Short exercise — Can you recast the lines starting at the one containing "Target: foreground ice" and ending at the end of the rows as a Markdown table with the columns Number and Line, skipping blank lines and leaving out the pictures?

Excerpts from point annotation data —
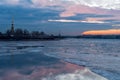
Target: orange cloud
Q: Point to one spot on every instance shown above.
(102, 32)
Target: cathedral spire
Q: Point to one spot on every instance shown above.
(12, 27)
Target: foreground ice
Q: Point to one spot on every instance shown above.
(85, 74)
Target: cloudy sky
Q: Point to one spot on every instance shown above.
(68, 17)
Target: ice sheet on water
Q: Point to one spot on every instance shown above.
(85, 74)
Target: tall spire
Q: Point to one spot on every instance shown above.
(12, 27)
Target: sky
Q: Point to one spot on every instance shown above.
(68, 17)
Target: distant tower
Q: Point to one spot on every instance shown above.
(12, 28)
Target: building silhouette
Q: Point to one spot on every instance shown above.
(12, 30)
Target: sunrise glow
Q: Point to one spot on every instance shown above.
(102, 32)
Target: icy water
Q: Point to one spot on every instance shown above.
(101, 56)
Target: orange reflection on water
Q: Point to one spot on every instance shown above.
(102, 32)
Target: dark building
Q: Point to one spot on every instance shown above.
(12, 30)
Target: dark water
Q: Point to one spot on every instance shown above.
(101, 56)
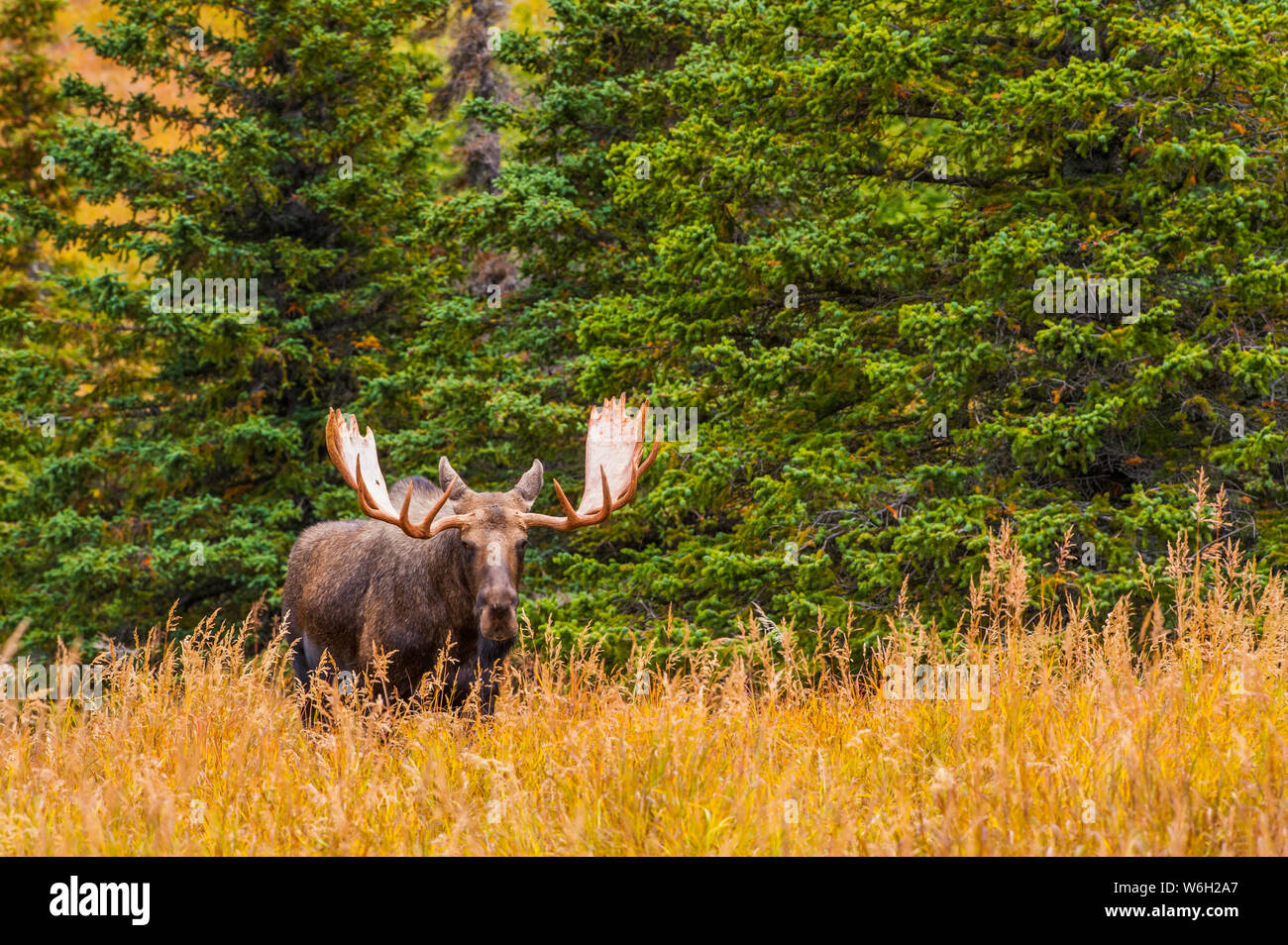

Answer to the exercise —
| Number | Line |
|---|---|
| 1 | Target: foreground ice |
| 2 | Q: Point to one spot on every instance shown above. |
| 3 | (85, 74) |
| 4 | Target: cloudy sky |
| 5 | Q: Point to one spot on every instance shown above. |
| 6 | (68, 17) |
| 7 | Target: ice sheet on water |
| 8 | Q: Point to one spot on every instance shown above. |
| 9 | (85, 74) |
| 10 | Target: tall spire |
| 11 | Q: Point to one spot on every instance shown above. |
| 12 | (12, 27) |
| 13 | Target: sky |
| 14 | Q: Point to one spot on every instance shown above. |
| 15 | (68, 17) |
| 16 | Target: distant tower |
| 17 | Q: Point to one spot on every instance shown above. |
| 18 | (12, 28) |
| 19 | Target: building silhouette |
| 20 | Q: Point to one spot on every instance shown above. |
| 21 | (12, 30) |
| 22 | Target: sunrise glow |
| 23 | Q: Point to one spot on every instance shown above. |
| 24 | (102, 32) |
| 25 | Target: icy water |
| 26 | Q: Point to one spot on every instance shown above. |
| 27 | (101, 56) |
| 28 | Target: orange reflection on water |
| 29 | Q: Point to one spot on every instance shown above. |
| 30 | (102, 32) |
| 31 | Target: dark building |
| 32 | Q: Point to one spot on every instance shown above. |
| 33 | (12, 30) |
| 34 | Target: dark water |
| 35 | Q: Point to one spot on every instance shown above. |
| 36 | (101, 56) |